>>>>>

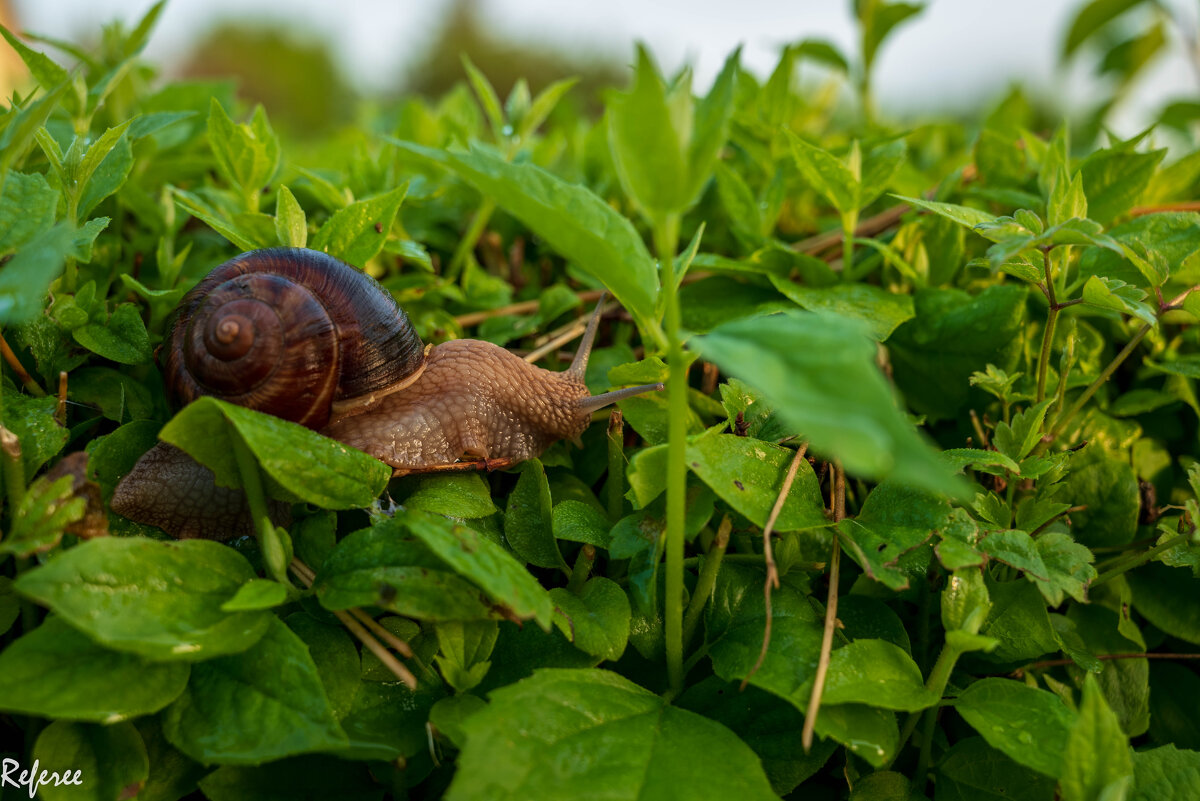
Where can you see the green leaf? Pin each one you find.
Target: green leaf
(961, 215)
(28, 206)
(573, 220)
(1167, 597)
(247, 155)
(55, 672)
(100, 588)
(255, 706)
(597, 619)
(1117, 295)
(975, 771)
(880, 309)
(357, 233)
(1030, 726)
(1108, 488)
(1090, 19)
(28, 276)
(484, 562)
(465, 648)
(646, 747)
(291, 223)
(953, 336)
(108, 762)
(528, 523)
(894, 521)
(831, 390)
(381, 567)
(300, 778)
(307, 465)
(47, 73)
(827, 174)
(649, 143)
(748, 475)
(1115, 179)
(1165, 774)
(123, 337)
(1097, 762)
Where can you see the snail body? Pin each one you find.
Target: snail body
(303, 336)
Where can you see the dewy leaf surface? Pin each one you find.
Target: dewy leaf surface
(161, 600)
(592, 734)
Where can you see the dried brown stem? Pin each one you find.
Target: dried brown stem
(25, 379)
(769, 555)
(352, 618)
(831, 622)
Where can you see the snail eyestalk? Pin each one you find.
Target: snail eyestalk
(600, 401)
(580, 363)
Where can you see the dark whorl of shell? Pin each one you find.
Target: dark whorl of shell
(288, 331)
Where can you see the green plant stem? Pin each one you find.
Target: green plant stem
(582, 568)
(467, 244)
(268, 537)
(936, 682)
(707, 579)
(666, 236)
(1048, 332)
(1126, 564)
(1105, 374)
(616, 486)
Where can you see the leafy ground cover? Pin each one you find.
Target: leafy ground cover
(913, 519)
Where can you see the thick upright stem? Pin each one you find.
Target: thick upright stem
(666, 235)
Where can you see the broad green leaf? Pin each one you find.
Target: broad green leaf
(381, 567)
(1108, 488)
(1165, 774)
(831, 390)
(255, 706)
(961, 215)
(57, 672)
(597, 619)
(307, 465)
(952, 336)
(100, 588)
(111, 760)
(1117, 295)
(748, 474)
(123, 337)
(1097, 762)
(894, 521)
(528, 525)
(573, 220)
(291, 223)
(28, 276)
(300, 778)
(357, 233)
(649, 144)
(880, 309)
(975, 771)
(1029, 726)
(636, 745)
(28, 206)
(1167, 597)
(484, 562)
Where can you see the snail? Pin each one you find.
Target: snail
(306, 337)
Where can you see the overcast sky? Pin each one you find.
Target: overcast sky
(952, 55)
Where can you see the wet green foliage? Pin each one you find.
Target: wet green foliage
(990, 329)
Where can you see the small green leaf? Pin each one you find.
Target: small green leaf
(100, 588)
(1097, 762)
(255, 706)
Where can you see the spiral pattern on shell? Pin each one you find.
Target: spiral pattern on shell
(288, 331)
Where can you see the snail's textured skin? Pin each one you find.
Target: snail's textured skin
(474, 399)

<<<<<

PROMPT
Once you reach the line that contains "Where can you see the spiral", transcribe it and all remaining lines of the listing exactly; skip everything before it.

RESPONSE TO THIS TASK
Where can you see the spiral pattern on shell? Pin each one you find.
Target: spiral pattern on shell
(288, 331)
Where can you see the snail's textured skin? Pin each one you find.
Target: snail's textured skin
(474, 399)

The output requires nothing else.